> **Jobs**:
- A) Which book does the forum post about finding critical pairs name as its support document?
- B) Reproduce the part of the forum post about finding critical pairs starting with "I have tried" and going on through "the critical pairs?".
>> start Text shown
I have tried to solve the following exercise but I got stuck while trying to find all the critical pairs.
I have the following questions:
- How do I know which critical pair produced a new rule?
- How do I know I found all the critical pairs?
Let $\Sigma= \left \{ \circ, i, e \right \}$ where $\circ$ is binary, $i$ is unary, and $e$ is a constant. $$ E=\left \{ \begin{gather} ( x \circ y ) \circ z \approx x \circ\left ( y \circ z \right ) \\ x \circ e \approx x \\ x \circ i(x) \approx e \end{gather} \right\} $$
My work so far:
$x\circ e >_{\textsf{lpo}} x$ (LPO 1) $x$ is a variable
$x\circ i(x)>_{\textsf{lpo}} e$ (LPO 2b) there are no terms in the right hand side
$(x\circ y)\circ z\approx x\circ(y\circ z)$
$s=\circ(\underset{\large s_1}{\circ(x,y)},\underset{\large s_2}{\strut z})\qquad t=\circ (\underset{\large t_1}{x\strut}, \underset{\large t_2}{\circ(y,z)})$ (LPO 2c)
- check that $s>t_j$, $j=\overline{1,m}$
$s>_{\textsf{lpo}}t_1$ (LPO 1)
to prove that $s>_{\textsf{lpo}}t_2$ (LPO 2c) we prove that $$s>_{\textsf{lpo}} y \;\;\text{(LPO 1)};\qquad s>_{\textsf{lpo}}z \;\;\text{(LPO 1)};\qquad \circ(x,y)>y\;\;\text{(LPO 1)}$$- find $i$ such that $s_i>_{\textsf{lpo}}t_i$ $i=1$ $$\circ(x,y)>_{\textsf{lpo}}x\;\;\text{(LPO 1)}$$
$(x\circ y)\circ z>_{\textsf{lpo}} x\circ (y\circ z)$
a. $(x\circ y)\circ z\;\rightarrow\; x\circ (y\circ z)$
$x_1\circ e\;\rightarrow\; x_1$
$x\circ y \mathrel{\,=?\,} x_1\circ e$
$\theta\{x \;\leftarrow \;x_1;\; y\;\leftarrow \;e\}$ $$\require{AMScd} \require{cancel} \begin{CD} (x_1\circ e)\circ z @>>> \cancel{x_1}\circ z\\ @VVV @VVV\\ \cancel{x_1}\circ(e\circ z) @>>> e\circ z\approx z \end{CD}\qquad\text{left identity?}$$
b. $(x\circ y)\circ z\;\rightarrow\; x\circ (y\circ z)$
$e\circ x_1\;\rightarrow\; x_1$
$x\circ y \mathrel{\,=?\,} e\circ x_1$
$\theta\{x \;\leftarrow \;e;\; y\;\leftarrow \;x_1\}$ $$\begin{CD} (e\circ x_1)\circ z @>>> x_1\circ z\\ @VVV @VVV\\ e\circ(x_1\circ z) @>>> ? \end{CD}$$
c. $(x\circ y)\circ z\;\rightarrow\; x\circ (y\circ z)$
$x_1\circ i(x_1)\;\rightarrow\; e$
$x\circ y \mathrel{\,=?\,} x_1\circ i(x_1)$
$\theta\{x \;\leftarrow \;x_1;\; y\;\leftarrow \;i(x_1)\}$ $$\begin{CD} (x_1\circ i(x_1))\circ z @>>> e\circ z\\ @VVV @VVV\\ x_1\circ(i(x_1)\circ z) @>>> ? \end{CD}$$
As a support document I have "Term Rewriting and All That" by Franz Baader and Tobias Nipkow.
>> end Text shown
>> start Entries shown
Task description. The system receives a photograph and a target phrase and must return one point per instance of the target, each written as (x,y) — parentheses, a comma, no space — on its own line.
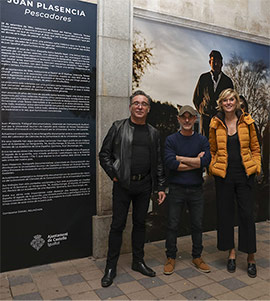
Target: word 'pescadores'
(49,8)
(46,15)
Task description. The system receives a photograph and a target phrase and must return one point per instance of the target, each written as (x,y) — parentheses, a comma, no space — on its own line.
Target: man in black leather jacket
(131,157)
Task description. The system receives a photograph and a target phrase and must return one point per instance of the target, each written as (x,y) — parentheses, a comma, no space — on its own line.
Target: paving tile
(123,297)
(160,244)
(232,283)
(150,282)
(71,279)
(182,285)
(263,262)
(64,298)
(210,249)
(53,293)
(84,264)
(201,280)
(163,291)
(108,292)
(141,295)
(184,255)
(85,296)
(170,278)
(229,296)
(248,293)
(178,296)
(95,283)
(264,298)
(218,264)
(215,289)
(40,268)
(249,281)
(219,275)
(77,288)
(188,272)
(130,287)
(65,270)
(101,264)
(23,289)
(263,287)
(20,272)
(92,275)
(196,294)
(152,262)
(122,278)
(6,296)
(263,273)
(31,296)
(17,280)
(47,282)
>> end Entries shown
> **Answers for the exercise**:
- A) "Term Rewriting and All That" by Franz Baader and Tobias Nipkow.

- B)
I have tried to solve the following exercise but I got stuck while trying to find all the critical pairs.
I have the following questions:
- How do I know which critical pair produced a new rule?
- How do I know I found all the critical pairs?